[Records shown — start]

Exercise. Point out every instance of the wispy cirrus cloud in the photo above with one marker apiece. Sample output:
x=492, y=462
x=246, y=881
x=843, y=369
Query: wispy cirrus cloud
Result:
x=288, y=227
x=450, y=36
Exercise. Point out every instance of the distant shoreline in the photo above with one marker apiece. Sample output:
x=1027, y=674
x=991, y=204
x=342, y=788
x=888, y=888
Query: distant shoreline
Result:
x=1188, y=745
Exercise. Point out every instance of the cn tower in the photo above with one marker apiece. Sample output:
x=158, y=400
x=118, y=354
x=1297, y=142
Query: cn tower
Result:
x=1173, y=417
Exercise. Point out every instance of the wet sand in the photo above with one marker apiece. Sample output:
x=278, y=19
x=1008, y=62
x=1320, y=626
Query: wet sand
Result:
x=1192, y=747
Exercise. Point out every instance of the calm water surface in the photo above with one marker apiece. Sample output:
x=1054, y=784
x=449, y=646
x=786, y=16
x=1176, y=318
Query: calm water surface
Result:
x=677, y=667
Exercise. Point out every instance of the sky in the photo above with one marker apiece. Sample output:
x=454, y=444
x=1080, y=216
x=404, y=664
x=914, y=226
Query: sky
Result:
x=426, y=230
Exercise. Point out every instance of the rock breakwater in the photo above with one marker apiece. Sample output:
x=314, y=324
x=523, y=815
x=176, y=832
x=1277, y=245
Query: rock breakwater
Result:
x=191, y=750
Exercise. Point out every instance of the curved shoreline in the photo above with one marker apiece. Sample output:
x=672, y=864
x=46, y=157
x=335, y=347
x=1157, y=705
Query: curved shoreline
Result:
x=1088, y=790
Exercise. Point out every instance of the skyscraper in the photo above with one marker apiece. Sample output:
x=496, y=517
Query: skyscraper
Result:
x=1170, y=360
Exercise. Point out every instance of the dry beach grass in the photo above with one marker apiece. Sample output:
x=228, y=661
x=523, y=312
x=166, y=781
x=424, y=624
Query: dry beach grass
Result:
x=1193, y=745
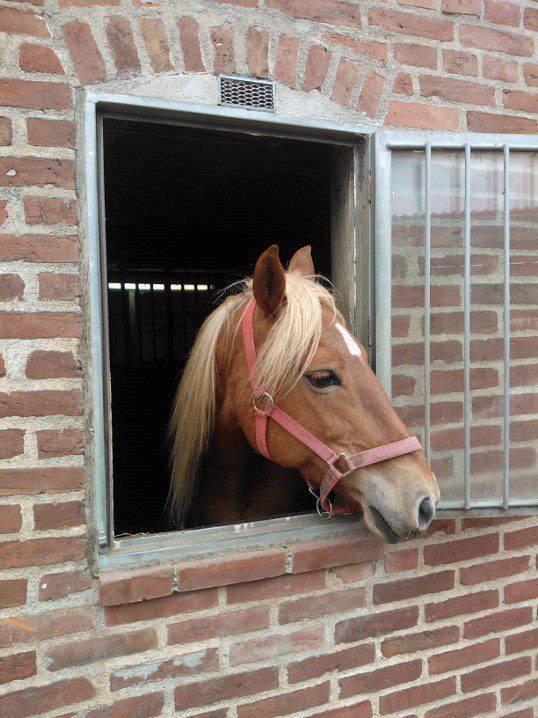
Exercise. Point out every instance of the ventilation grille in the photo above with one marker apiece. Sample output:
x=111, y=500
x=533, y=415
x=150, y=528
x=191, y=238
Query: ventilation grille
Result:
x=241, y=92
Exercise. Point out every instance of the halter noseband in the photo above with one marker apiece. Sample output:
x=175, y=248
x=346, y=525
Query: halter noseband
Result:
x=265, y=407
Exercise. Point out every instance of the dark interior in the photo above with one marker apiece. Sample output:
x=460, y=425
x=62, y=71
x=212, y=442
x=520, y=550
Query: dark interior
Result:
x=188, y=211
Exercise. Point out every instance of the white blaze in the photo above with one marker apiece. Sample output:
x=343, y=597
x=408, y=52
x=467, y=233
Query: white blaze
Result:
x=351, y=344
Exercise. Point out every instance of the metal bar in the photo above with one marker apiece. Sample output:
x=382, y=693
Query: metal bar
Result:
x=467, y=331
x=427, y=297
x=506, y=359
x=383, y=258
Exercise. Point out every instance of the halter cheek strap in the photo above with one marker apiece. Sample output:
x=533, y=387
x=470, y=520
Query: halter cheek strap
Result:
x=265, y=408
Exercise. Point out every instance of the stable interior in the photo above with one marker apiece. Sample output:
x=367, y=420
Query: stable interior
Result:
x=187, y=212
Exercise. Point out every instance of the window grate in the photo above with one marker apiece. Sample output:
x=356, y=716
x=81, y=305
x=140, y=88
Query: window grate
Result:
x=244, y=92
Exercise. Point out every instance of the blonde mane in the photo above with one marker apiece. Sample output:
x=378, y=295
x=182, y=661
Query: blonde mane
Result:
x=292, y=341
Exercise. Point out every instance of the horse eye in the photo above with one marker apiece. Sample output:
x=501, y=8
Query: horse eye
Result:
x=323, y=379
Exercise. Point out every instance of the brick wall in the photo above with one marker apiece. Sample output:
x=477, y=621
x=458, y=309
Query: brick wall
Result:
x=344, y=629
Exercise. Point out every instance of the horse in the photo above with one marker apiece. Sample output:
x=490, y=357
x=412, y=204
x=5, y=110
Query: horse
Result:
x=231, y=463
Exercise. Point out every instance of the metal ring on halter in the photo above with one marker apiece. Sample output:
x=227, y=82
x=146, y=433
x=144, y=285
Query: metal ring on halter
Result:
x=270, y=403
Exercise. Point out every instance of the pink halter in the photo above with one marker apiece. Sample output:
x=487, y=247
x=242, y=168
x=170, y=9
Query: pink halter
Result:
x=265, y=407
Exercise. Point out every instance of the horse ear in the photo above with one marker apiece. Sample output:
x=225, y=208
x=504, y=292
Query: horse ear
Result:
x=269, y=281
x=302, y=262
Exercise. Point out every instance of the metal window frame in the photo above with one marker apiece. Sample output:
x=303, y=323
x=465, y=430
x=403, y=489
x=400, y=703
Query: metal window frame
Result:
x=385, y=142
x=108, y=550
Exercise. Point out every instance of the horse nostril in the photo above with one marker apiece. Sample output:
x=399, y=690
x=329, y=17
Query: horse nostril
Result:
x=426, y=511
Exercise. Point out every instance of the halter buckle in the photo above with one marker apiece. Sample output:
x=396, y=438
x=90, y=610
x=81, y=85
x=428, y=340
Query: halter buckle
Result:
x=268, y=401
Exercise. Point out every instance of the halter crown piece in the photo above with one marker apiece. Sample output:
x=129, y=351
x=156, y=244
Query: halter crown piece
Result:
x=265, y=408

[Records shown — finish]

(Your task): Print the material in full and exactly, minus the pictures.

(Response to the task):
Exercise. Point out every instance of the wispy cirrus cloud in the photo above with one marker apiece. Sample output:
x=492, y=462
x=246, y=881
x=843, y=369
Query: wispy cirrus cloud
Result:
x=288, y=227
x=450, y=36
Exercise. Point out every instance of the distant shoreline in the photo above with one marker apiece. Sample output:
x=1027, y=674
x=991, y=204
x=342, y=788
x=888, y=888
Query: distant shoreline
Result:
x=1188, y=745
Exercise. Point out every instance of the cn tower in the photo above with one marker apiece. Sample output:
x=158, y=400
x=118, y=354
x=1297, y=142
Query: cn tower
Result:
x=1173, y=417
Exercise. Point out every instance of the wet sand in the photo above with one marker apiece. Sample output:
x=278, y=19
x=1008, y=62
x=1320, y=626
Query: wet sand
Result:
x=1192, y=747
Exercise. Point out every instance of the calm water surface in the photo above with one marker apiece. Sample output:
x=1054, y=784
x=449, y=646
x=786, y=16
x=1176, y=318
Query: calm water surface
Result:
x=677, y=667
Exercise. Point out every instance of the sky in the photo above with one marker apiece. Sample output:
x=454, y=444
x=1080, y=216
x=404, y=664
x=914, y=226
Query: sky
Result:
x=426, y=230
Exercise. Point out every instance of the rock breakwater in the photo above with one marker apiece. Sample output:
x=314, y=324
x=523, y=815
x=176, y=832
x=1277, y=245
Query: rock breakwater
Result:
x=191, y=750
Exercise. Point out every instance of the curved shoreline in the photo above with one marker apiece. Sample output:
x=672, y=864
x=46, y=157
x=335, y=347
x=1157, y=705
Query: curved shoreline
Result:
x=1088, y=790
Exercise. Point out every instance of the skyscraper in the photo above with one marker apiece. Sample output:
x=496, y=517
Query: skyscraper
Result:
x=1170, y=360
Exercise. Point out every instance of the dry beach grass in the photo above with one marker apiece. Sample output:
x=228, y=661
x=523, y=312
x=166, y=781
x=424, y=624
Query: dry beach grass
Result:
x=1193, y=745
Exercise. Point out every instance of the ventilation grille in the photo above with one marker apiece. Sample output:
x=111, y=500
x=533, y=415
x=150, y=528
x=191, y=238
Query: ventilation grille
Result:
x=241, y=92
Exercise. Point out every instance of the halter noseband in the photo above with one marker apiece. Sample output:
x=175, y=248
x=346, y=525
Query: halter noseband
Result:
x=265, y=407
Exercise. Point out every instance of the dark interior in the photo above with one marker apiece. Sample output:
x=460, y=425
x=62, y=71
x=212, y=442
x=520, y=550
Query: dark interior
Result:
x=188, y=211
Exercise. Point out every instance of the white blaze in the photo above with one marker apiece. Sample output:
x=343, y=597
x=408, y=52
x=467, y=233
Query: white blaze
Result:
x=351, y=344
Exercise. Point out every instance of the metal bar in the photo above with one marker apiece. Sample output:
x=382, y=693
Query: metal bar
Result:
x=467, y=331
x=427, y=297
x=506, y=359
x=383, y=258
Exercise. Point out every instance of the halter cheek strap in the photo above with one marker apiece. Sample output:
x=533, y=387
x=470, y=520
Query: halter cheek strap
Result:
x=265, y=408
Exercise. Point out every instance of the stable interior in the photo above with one marker apiece. Sample output:
x=367, y=420
Query: stable interior
Result:
x=187, y=212
Exercise. Point out every instance of the window grate in the photo above with one marker apiece. Sample output:
x=356, y=716
x=81, y=305
x=140, y=88
Query: window grate
Result:
x=244, y=92
Exercise. Point out every instance of the blonde mane in the photo above with one marker apiece. Sample output:
x=378, y=295
x=182, y=661
Query: blonde mane
Result:
x=292, y=341
Exercise. Point out every instance of the horse eye in the photo above with one marker apiece. Sample output:
x=501, y=8
Query: horse eye
Result:
x=323, y=379
Exercise. Point out every instance of the brick wall in the photo above with one marker apiece. Sample output:
x=477, y=621
x=458, y=309
Query: brick wall
Result:
x=344, y=629
Exercise. Point out every instance of the horse in the photo above with one marker apiece. Sample output:
x=490, y=357
x=412, y=204
x=5, y=110
Query: horse
Result:
x=231, y=463
Exercise. Point out every instance of the metal ring on halter in the photo above with one marker apiece. Sample output:
x=227, y=82
x=146, y=433
x=144, y=285
Query: metal ring on halter
Result:
x=270, y=403
Exercise. Point out every instance of the pink halter in the photo above with one marker apiece. Sample output:
x=487, y=247
x=242, y=168
x=170, y=9
Query: pink halter
Result:
x=265, y=407
Exercise. Point out every instance of the horse ear in the photo above with one marker apiece. Sample output:
x=225, y=208
x=504, y=292
Query: horse ear
Result:
x=269, y=281
x=302, y=262
Exercise. Point out every instance of the metal window frame in the photo above with one marker apiece. Sample output:
x=303, y=323
x=465, y=430
x=403, y=489
x=400, y=703
Query: metal window frame
Result:
x=385, y=142
x=108, y=550
Exercise. Point out every instance of the horse nostril in the photo above with one marker apiece. Sample output:
x=399, y=690
x=329, y=17
Query: horse nostril
Result:
x=426, y=511
Exercise. Point out every instance of the halter buckle in the photo above with one marker apiece. Sample output:
x=396, y=438
x=90, y=610
x=81, y=85
x=428, y=340
Query: halter buckle
Result:
x=268, y=401
Exercise. Point out every instance of the halter crown piece in the photo above with one marker apiece. Sample output:
x=129, y=351
x=156, y=244
Query: halter crown piece
Result:
x=265, y=408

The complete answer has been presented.